#### 対象の文章:

2024年12月21日(土)

Wedge REPORT

2017年5月13日

お茶の潜在可能性は1000%

 「お茶には多様な価値がある。あまり商品だけに重きを置きたくない」と話す伊川さんが今、進めているのが、企業とのコラボ。「企業も交えてこういう畑をきれいに保っていけば、環境面の価値も出てくるし、社員の健康を保つという福利厚生にも役立つ」と、企業のメンタルヘルスケアとして茶畑で農業体験をする活動を、昨年10月から始めている。今後は、臨床心理士、保健師、看護師などの協力も得ながら、内容をブラッシュアップしていくという。

 お茶のセラピー効果にも注目している。園芸活動を通して心身の健康を回復する園芸療法としてのお茶栽培に加え、さまざまな種類のお茶を飲んで楽しめば「マインドフルネス」にもなると、お茶を使ったセラピーの体系づくりに取り組んでいる。

 「お茶を使って皆が健康になるということと、農業の可能性をいろんな分野に広げるということ。この二つをやっていくことで地方創生のきれいなひとつのひな型ができたらと思っています」

#### 課題 1:
お茶についての文章のうち、「お茶の潜在可能性は1000%」から「体系づくりに取り組んでいる。」までを一字も変えずに書き写してください。
#### 課題 2:
お茶についての文章で、今後協力を得るとされている職種をすべて挙げてください。
#### 課題 3:
お茶についての文章にある「今後は、臨床心理士、保健師、看護師などの協力も得ながら、内容をブラッシュアップしていくという。」という一文を英語に訳してください。
ここから先の項目は、お茶についての文章とは何の関係もありません。

#### データ抜粋:

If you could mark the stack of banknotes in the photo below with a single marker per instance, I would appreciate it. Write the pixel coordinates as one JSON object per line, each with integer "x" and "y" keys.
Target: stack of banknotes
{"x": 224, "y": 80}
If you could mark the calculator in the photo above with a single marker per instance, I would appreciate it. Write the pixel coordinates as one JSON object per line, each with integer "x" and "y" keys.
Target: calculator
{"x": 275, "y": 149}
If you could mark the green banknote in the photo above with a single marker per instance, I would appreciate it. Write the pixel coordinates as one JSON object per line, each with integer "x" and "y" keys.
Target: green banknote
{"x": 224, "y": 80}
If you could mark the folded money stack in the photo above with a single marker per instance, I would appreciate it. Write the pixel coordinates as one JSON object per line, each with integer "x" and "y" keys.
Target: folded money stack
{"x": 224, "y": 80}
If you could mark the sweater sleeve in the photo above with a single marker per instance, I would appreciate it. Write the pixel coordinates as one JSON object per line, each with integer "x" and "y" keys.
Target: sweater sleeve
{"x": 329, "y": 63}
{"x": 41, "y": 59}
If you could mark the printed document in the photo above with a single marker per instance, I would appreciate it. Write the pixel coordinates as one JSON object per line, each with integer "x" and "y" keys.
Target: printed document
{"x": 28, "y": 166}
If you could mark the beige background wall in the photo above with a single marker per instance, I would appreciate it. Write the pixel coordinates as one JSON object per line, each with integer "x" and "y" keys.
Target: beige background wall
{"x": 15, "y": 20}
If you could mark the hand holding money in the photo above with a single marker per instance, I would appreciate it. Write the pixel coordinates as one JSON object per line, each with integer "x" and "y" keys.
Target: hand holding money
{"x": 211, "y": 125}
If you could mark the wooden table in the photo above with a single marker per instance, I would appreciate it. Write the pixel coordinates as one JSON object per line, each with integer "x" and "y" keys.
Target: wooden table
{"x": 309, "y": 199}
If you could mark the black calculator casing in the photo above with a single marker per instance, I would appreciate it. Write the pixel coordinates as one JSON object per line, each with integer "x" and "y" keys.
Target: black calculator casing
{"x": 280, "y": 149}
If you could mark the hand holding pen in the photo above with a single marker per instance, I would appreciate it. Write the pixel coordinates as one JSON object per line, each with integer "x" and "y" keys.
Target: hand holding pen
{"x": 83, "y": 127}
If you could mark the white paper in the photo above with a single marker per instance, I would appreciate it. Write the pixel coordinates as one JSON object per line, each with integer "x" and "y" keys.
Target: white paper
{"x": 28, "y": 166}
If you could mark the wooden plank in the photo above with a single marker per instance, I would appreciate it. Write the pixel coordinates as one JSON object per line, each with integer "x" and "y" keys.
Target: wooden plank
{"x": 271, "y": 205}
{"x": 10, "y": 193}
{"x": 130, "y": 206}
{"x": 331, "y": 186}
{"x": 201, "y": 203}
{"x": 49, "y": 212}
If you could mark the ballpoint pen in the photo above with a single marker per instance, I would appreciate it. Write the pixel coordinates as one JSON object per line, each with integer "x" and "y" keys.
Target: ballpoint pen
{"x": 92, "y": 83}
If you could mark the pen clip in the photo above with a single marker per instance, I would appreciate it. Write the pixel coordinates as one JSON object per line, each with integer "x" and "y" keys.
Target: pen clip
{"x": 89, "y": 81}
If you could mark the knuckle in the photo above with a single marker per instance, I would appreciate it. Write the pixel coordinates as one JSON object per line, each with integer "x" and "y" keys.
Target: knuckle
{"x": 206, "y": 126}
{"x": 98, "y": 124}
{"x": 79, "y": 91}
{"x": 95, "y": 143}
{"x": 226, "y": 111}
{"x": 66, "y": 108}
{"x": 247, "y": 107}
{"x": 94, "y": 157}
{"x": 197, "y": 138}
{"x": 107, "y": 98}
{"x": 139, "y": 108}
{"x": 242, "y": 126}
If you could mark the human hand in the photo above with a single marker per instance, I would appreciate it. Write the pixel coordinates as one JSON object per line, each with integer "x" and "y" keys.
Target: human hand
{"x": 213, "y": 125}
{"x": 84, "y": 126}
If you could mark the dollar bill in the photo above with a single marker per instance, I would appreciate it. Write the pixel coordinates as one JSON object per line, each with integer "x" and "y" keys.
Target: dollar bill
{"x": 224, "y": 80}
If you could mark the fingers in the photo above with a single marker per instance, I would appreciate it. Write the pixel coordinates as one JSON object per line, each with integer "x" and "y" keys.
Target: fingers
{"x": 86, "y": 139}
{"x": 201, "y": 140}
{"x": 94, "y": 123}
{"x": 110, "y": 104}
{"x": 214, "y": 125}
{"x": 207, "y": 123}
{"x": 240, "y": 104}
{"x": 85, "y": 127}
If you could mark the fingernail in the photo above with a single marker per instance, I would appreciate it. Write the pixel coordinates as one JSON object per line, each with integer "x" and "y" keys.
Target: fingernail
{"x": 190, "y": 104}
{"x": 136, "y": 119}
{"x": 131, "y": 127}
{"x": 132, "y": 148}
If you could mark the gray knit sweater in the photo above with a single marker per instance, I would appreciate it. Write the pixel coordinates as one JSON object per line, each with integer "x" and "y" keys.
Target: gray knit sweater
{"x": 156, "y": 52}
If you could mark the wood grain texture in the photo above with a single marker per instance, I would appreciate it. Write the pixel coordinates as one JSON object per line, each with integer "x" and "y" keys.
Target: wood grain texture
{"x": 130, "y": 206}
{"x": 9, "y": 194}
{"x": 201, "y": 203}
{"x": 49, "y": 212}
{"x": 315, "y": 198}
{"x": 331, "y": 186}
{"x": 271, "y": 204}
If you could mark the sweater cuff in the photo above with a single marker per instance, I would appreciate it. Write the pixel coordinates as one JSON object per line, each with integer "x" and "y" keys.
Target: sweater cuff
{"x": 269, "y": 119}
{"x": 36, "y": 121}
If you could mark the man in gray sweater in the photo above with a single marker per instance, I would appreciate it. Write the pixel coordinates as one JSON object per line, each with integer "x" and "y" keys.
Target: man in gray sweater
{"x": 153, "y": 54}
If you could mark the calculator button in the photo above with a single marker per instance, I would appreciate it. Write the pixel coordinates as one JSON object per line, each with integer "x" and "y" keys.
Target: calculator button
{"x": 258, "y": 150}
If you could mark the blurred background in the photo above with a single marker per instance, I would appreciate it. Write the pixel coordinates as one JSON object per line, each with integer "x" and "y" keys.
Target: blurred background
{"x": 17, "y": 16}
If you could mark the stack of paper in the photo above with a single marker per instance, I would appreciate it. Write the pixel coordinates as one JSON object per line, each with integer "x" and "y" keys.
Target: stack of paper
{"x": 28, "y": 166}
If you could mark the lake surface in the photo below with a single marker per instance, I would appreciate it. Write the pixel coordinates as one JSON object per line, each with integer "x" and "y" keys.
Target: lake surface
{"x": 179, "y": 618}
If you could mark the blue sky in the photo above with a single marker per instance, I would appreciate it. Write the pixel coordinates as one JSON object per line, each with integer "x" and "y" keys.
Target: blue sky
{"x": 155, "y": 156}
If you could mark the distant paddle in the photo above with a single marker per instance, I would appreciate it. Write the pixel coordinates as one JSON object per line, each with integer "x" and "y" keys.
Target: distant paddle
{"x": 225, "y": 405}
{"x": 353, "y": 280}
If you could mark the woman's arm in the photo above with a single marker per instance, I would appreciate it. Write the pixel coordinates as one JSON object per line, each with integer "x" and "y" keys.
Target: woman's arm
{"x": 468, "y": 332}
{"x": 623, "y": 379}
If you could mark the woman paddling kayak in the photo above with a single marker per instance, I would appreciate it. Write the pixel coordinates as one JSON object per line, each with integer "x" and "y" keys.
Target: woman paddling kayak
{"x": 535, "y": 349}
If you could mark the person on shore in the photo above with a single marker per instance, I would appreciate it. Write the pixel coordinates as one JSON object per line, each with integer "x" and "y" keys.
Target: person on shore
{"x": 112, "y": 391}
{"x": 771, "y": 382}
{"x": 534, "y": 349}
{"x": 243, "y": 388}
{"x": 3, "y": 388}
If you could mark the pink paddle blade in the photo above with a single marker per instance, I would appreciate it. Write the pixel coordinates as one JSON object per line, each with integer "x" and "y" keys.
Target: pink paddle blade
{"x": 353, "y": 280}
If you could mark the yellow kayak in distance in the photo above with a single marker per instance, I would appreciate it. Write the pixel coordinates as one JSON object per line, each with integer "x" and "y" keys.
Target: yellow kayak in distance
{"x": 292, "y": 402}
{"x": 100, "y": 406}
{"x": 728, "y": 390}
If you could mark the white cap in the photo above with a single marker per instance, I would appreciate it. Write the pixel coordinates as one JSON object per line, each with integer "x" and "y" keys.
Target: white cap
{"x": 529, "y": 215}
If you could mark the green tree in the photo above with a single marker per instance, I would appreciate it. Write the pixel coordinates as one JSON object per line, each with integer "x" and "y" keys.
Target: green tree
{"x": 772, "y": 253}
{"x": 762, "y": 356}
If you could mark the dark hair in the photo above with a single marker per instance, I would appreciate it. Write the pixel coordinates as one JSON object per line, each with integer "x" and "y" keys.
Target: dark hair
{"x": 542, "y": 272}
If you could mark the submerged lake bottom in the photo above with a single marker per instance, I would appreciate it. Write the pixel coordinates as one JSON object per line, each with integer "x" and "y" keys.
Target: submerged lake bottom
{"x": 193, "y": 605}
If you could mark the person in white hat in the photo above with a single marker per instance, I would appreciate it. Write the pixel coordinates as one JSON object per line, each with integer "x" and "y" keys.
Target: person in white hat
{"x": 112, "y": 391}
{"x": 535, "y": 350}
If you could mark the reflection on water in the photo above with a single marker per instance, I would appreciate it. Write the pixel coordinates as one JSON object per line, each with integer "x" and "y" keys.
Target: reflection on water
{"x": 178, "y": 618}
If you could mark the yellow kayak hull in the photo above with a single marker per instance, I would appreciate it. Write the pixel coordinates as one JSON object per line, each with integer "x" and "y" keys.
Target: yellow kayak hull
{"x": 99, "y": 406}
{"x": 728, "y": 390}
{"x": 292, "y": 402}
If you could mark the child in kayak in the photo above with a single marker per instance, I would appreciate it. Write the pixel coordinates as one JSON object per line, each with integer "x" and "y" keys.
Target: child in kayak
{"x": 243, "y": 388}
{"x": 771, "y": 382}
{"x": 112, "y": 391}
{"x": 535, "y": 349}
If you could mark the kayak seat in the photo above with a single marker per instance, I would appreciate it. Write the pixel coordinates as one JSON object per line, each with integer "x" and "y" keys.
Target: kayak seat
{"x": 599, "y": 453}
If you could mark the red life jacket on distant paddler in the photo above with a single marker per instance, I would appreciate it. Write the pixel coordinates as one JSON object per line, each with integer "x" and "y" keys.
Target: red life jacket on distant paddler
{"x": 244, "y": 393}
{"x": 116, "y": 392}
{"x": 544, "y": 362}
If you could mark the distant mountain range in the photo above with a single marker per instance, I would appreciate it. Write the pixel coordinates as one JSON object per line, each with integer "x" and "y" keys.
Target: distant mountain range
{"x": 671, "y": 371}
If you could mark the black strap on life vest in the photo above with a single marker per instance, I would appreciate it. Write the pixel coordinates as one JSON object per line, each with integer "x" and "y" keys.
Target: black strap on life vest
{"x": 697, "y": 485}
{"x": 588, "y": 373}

#### 解答 1:
お茶の潜在可能性は1000%

 「お茶には多様な価値がある。あまり商品だけに重きを置きたくない」と話す伊川さんが今、進めているのが、企業とのコラボ。「企業も交えてこういう畑をきれいに保っていけば、環境面の価値も出てくるし、社員の健康を保つという福利厚生にも役立つ」と、企業のメンタルヘルスケアとして茶畑で農業体験をする活動を、昨年10月から始めている。今後は、臨床心理士、保健師、看護師などの協力も得ながら、内容をブラッシュアップしていくという。

 お茶のセラピー効果にも注目している。園芸活動を通して心身の健康を回復する園芸療法としてのお茶栽培に加え、さまざまな種類のお茶を飲んで楽しめば「マインドフルネス」にもなると、お茶を使ったセラピーの体系づくりに取り組んでいる。

#### 解答 2:
臨床心理士、保健師、看護師

#### 解答 3:
Going forward, the content will reportedly be refined with the cooperation of clinical psychologists, public health nurses, nurses, and others.